__EXERCISE REQUIREMENTS__: The listing below is to be output in its exact form.

__EXTRACTED RECORDS__:

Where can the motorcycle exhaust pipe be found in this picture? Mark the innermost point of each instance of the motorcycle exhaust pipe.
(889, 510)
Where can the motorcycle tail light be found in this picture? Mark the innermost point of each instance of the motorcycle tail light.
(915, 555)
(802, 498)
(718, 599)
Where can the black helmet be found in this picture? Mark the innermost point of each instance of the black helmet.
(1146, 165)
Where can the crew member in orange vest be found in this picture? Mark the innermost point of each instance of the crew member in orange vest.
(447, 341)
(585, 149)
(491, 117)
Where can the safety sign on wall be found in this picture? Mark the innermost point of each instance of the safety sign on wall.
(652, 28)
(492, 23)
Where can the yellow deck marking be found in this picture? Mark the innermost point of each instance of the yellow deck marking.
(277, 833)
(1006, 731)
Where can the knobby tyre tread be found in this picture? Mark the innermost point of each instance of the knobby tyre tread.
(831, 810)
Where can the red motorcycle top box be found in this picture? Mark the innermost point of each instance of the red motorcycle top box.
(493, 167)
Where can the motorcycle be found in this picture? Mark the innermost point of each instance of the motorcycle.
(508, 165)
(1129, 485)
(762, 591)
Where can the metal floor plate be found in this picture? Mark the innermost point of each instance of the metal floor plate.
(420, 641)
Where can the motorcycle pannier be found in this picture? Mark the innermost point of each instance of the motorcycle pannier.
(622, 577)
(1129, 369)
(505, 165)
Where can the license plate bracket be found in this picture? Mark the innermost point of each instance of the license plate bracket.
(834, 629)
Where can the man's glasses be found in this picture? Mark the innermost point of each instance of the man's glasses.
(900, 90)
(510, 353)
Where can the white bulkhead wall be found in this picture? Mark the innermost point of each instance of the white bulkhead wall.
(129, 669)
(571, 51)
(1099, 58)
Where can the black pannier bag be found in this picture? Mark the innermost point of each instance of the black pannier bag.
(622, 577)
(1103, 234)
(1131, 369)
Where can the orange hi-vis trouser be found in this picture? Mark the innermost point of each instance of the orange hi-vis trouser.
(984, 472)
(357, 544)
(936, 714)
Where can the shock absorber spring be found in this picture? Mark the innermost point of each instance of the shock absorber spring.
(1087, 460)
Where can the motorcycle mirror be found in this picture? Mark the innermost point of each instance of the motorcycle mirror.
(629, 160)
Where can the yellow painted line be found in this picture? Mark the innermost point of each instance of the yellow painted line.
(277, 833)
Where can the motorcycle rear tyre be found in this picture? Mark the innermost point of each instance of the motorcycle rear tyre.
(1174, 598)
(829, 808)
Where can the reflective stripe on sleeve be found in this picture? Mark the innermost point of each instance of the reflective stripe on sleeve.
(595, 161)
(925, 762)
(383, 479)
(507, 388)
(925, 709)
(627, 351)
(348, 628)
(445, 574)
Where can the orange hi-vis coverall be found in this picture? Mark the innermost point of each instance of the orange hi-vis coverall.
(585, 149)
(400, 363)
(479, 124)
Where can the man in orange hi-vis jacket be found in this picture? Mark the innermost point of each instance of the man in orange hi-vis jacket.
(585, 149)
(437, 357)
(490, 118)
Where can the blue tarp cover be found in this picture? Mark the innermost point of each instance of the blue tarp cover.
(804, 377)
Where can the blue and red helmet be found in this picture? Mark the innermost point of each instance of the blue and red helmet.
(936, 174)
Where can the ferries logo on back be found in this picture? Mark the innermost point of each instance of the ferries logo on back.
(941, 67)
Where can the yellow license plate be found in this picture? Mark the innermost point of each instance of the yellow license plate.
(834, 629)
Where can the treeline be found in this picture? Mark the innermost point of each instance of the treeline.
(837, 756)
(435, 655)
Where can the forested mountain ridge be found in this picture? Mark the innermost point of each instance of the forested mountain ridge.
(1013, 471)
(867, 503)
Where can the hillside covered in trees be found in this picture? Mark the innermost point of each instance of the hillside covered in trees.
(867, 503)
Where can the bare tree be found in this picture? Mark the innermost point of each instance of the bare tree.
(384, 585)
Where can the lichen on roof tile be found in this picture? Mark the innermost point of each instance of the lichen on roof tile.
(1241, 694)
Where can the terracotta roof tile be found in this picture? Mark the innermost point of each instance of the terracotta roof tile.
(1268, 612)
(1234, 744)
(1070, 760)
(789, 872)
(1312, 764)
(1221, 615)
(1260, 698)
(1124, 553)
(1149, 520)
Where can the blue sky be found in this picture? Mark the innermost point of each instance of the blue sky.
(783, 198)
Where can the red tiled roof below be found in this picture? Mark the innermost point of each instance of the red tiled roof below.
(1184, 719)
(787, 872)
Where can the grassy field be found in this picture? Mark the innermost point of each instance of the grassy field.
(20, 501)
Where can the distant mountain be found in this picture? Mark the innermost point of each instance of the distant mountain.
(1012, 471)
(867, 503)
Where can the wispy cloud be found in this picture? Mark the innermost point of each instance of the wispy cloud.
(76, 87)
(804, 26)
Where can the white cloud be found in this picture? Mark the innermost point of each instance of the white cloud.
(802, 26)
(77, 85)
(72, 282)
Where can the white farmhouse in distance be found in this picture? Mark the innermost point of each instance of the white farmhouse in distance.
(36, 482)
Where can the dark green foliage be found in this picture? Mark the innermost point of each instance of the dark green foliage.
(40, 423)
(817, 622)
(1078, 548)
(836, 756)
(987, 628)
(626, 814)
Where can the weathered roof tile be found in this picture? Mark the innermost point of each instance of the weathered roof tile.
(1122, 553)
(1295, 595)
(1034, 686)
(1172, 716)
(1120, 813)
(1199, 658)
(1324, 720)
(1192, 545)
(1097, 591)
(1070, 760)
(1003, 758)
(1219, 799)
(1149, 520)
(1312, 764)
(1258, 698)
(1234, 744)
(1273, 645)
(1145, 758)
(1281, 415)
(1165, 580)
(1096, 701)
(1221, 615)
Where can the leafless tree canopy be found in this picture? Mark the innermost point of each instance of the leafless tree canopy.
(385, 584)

__RESULT BELOW__:
Where can the motorcycle exhaust pipe be found in this picture? Mark the innermost point of each instance of the motorcycle exhaust pipe.
(889, 510)
Where can the motorcycle tail light be found in this picture? Mark the innermost point of each instance of the motorcycle tail light.
(915, 555)
(802, 498)
(718, 599)
Where can the black helmet be found in this picture? Mark the innermost point of each instance of the black helmet.
(1146, 165)
Where can the crew member in orange vest be found in this picture? Mark the innermost point of each instance of the crew member in orange vest.
(447, 341)
(585, 149)
(491, 117)
Where can the safety sign on wall be found in this picture? Mark the innermost point of each instance of the safety sign on wall.
(652, 28)
(492, 23)
Where can the yellow deck marking be found in this picture? Mark the innermost point of each instance of the yellow deck marking.
(277, 833)
(1006, 731)
Where can the knobby tyre tread be found in this picture? Mark the innermost point of each instance of the knobby tyre tread.
(831, 810)
Where can the red motorcycle top box be found in this picture? Mark the innermost point of each instance of the red motorcycle top box.
(493, 167)
Where can the motorcycle be found in this picture? Mark the innermost point of each instance of the motorcycle.
(508, 165)
(1129, 485)
(762, 591)
Where can the metal floor plate be found in this picture? Mark the innermost point of each instance of the metal floor plate.
(420, 641)
Where can the motorcycle pannier be found in this picture? Mark the innermost point of each instance of the motorcycle pannier.
(622, 577)
(1129, 369)
(505, 165)
Where can the license plate bracket be found in this picture? Mark the innermost point of each instance of the license plate bracket.
(834, 629)
Where can the man's glasses be found in this picture? Mark the innermost point of each instance of the man's glasses.
(900, 90)
(510, 353)
Where can the white bulkhead wall be found in this picture? Mark the innermost point of each instance of the white bulkhead wall.
(129, 669)
(571, 51)
(1099, 58)
Where can the black pannier bag be found in this picture? Mark the innermost point of each instance of the black pannier bag.
(622, 577)
(1103, 234)
(1131, 369)
Where can the orange hi-vis trouser be found in this picture? Mark the innermost point of each instance of the orange hi-vis trouser.
(984, 472)
(357, 544)
(936, 714)
Where can the shock absorber spring be found in this picture? Mark the innermost point of each instance of the shock absorber spring.
(1087, 460)
Where can the motorcycle mirror be found in this picture? Mark the innermost point of each instance of the motorcycle mirror.
(629, 160)
Where can the yellow painted line be found in this picture? Mark the innermost point of each instance of the yellow painted line.
(277, 833)
Where can the motorcycle rear tyre be found in this picture? Mark the innermost point of each instance of the motorcycle rear tyre.
(1174, 598)
(829, 808)
Where can the reflective stripe on sleeve be found in this picture? Mark the innermost point of each instance of the reflective stripe on sleeve.
(595, 161)
(925, 762)
(383, 479)
(507, 388)
(925, 709)
(627, 351)
(348, 628)
(445, 574)
Where can the orange hi-vis coverall be found in this picture? Mark the innermost point of each instance of the orange hi-vis coverall.
(585, 149)
(400, 363)
(479, 124)
Where can the man in orange hi-vis jacket be found in this picture? Mark the innermost point of each instance of the man in orange hi-vis jacket.
(585, 149)
(437, 357)
(490, 118)
Where can the blue tarp cover be found in this picture? Mark the innermost point of each instance of the blue tarp cover.
(804, 377)
Where can the blue and red helmet be found in this picture? Mark the innermost point of each instance of the blue and red helmet.
(936, 174)
Where can the ferries logo on back be found in this picture? Mark the innermost point of each instance of the ferries logo on back.
(941, 67)
Where can the yellow license plate be found in this picture? Mark the innermost point of each instance of the yellow license plate.
(834, 629)
Where can the treeline be found in this picture? Mark the innermost point of each instance of the treeline.
(837, 756)
(435, 655)
Where can the forested mountain ridge be found in this picture? Mark the innermost point of each instance of the forested mountain ridge.
(1013, 471)
(867, 503)
Where can the hillside covered in trees be found in this picture? Mark the innermost point of each instance of the hillside covered in trees.
(867, 503)
Where can the bare tree be found in this picture? Mark the innermost point of each instance of the bare tree.
(384, 585)
Where can the lichen on roof tile be found in this picture? Mark the innermost point of each instance of the lichen on roof tile.
(1241, 694)
Where can the terracotta roof tile be found in this picture? Mark the innermost point of each instance of the terracotta roof tile.
(1268, 612)
(1234, 744)
(1070, 760)
(789, 872)
(1312, 764)
(1221, 615)
(1260, 698)
(1124, 553)
(1149, 520)
Where can the blue sky be found in this picture? Mark the innermost point of each instance of the blue sky.
(783, 198)
Where can the red tiled roof below be found in this picture? Mark the innermost point of each instance of the red tiled roof below.
(1184, 719)
(787, 872)
Where can the grassy field be found in this picture? Mark the innermost point of each instance of the grassy field.
(20, 501)
Where can the distant mountain be found in this picture? Mark the innermost point of each instance of the distant mountain.
(1012, 471)
(867, 503)
Where can the wispy cloud be found in this picture? Mark the innermost point of each instance of the wispy cloud.
(76, 87)
(804, 26)
Where can the white cloud be found in this picture? Mark the innermost point of each instance of the white cloud.
(802, 26)
(77, 85)
(72, 282)
Where can the white farmhouse in distance be found in this picture? Mark the innermost point of each instance of the white farmhouse in distance.
(36, 482)
Where can the dark green foliage be found in this picture? Mark the innermost point of each instance of the dark green foliage.
(40, 423)
(817, 622)
(1078, 548)
(836, 756)
(987, 628)
(626, 814)
Where can the weathered roof tile be found in this picture? Mark the innermost point of each instance of the weathered roof tile.
(1122, 553)
(1295, 595)
(1034, 686)
(1172, 716)
(1120, 813)
(1199, 658)
(1324, 720)
(1192, 545)
(1097, 591)
(1070, 760)
(1003, 758)
(1219, 799)
(1149, 520)
(1312, 764)
(1258, 698)
(1234, 744)
(1273, 645)
(1145, 758)
(1281, 415)
(1165, 580)
(1096, 701)
(1221, 615)
Where can the leafless tree canopy be found in this picture? Mark the innermost point of each instance of the leafless tree canopy.
(385, 584)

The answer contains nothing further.